:: Extract provided ::
++++++++
The annual Model Court Day, hosted in August by the Oregon Judicial Department's Juvenile Court Improvement Program, draws judges and attorneys as well as volunteers who advocate for foster children in the courts and review dependency cases. Also attending this year were OJD's fellow partners in the effort to safely and equitably reduce the number of children in Oregon's foster care system, which includes the Department of Human Services, Oregon Commission on Children and Families, 11 counties, the federally recognized tribes and Casey Family Programs.

In welcoming participants, Judge Nan Waller, statewide convener for the partnership and presiding Circuit Court judge in Multnomah County, said children are too often unseen and unheard. "We are here today because we understand the responsibility to the individual child and our communities."

David Sanders, Ph.D. and executive director of systems improvement for Casey Family Programs, told the audience of about 300 that Oregon should be proud that the number of children in foster care has declined by 18 percent since 2005. Repeat maltreatment and re-entry also have declined. "This is an accomplishment for child welfare and judges," he said.

Courtney's remarks focused on the Midwest study, which he and his colleagues have used to track about 700 former foster children from Iowa, Wisconsin and Illinois. Baseline information was collected from the youth at age 17/18, and they were re-interviewed at ages 19, 21 and 23/24. On average, the participants entered foster care at age 13.5, meaning they had extensive connection with their biological families before entering care.

Following the most recently published interviews, researchers grouped the participants into three groups, whose titles describe their outcomes:

  • Accelerated adults (36 percent)-Most of this group (63 percent) are female, 98 percent have a high school diploma and 52 percent have some college; most likely employed; nearly half have children.
  • Struggling parents (25 percent)-Most of this group (74 percent) are female; 44 percent have a high school diploma; 91 percent have children living with them and 8 percent have children living elsewhere; only 25 percent are employed.
  • Emerging adults (21 percent)-More than half (55 percent) are male; 91 percent finished high school and 46 percent have some college; 63 percent are employed; all live with friend or relative.
  • Troubled and troubling (18 percent)-Most (83 percent) are male; 40 percent do not have a high school diploma or GED; 82 percent have been convicted of a crime as an adult; only 10 percent are employed; 48 percent have a child, but all of the children were living elsewhere.
Researchers also found that the participants maintained fairly strong connections with their biological families, signaling how important it is for caseworkers and others to pay attention to these relationships. At age 21, 61 percent had contact with their mother in the last month, 31 percent with their fathers, 46 percent with grandparents and 78 percent with siblings.
++++++++
:: Dataset excerpts ::

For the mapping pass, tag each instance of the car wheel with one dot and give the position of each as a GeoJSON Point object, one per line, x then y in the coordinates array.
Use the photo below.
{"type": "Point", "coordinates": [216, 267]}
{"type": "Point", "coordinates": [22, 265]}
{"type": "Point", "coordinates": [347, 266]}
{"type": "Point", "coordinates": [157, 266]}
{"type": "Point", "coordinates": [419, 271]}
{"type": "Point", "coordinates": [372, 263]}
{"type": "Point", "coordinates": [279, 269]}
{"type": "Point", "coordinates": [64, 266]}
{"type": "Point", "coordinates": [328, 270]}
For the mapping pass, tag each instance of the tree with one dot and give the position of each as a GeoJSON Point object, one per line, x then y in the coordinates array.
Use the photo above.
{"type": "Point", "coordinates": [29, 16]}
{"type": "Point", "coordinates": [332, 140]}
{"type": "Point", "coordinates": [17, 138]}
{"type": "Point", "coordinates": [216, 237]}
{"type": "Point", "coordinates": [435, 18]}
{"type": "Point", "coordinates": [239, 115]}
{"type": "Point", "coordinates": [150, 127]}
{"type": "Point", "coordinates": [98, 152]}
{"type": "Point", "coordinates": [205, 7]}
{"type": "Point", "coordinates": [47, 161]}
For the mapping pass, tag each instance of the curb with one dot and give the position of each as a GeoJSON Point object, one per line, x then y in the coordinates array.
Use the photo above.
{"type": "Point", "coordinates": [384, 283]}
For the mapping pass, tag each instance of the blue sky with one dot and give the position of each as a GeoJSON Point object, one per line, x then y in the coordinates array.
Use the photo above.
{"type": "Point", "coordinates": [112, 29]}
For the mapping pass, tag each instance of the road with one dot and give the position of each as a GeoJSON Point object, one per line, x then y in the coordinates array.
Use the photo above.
++++++++
:: What you should do ::
From the Model Court Day article, list each kind of family member the participants had contact with at age 21, along with the percentage given for each. You can set the records aside; none of the work depends on them.

:: Task answer ::
- Mother: 61 percent
- Fathers: 31 percent
- Grandparents: 46 percent
- Siblings: 78 percent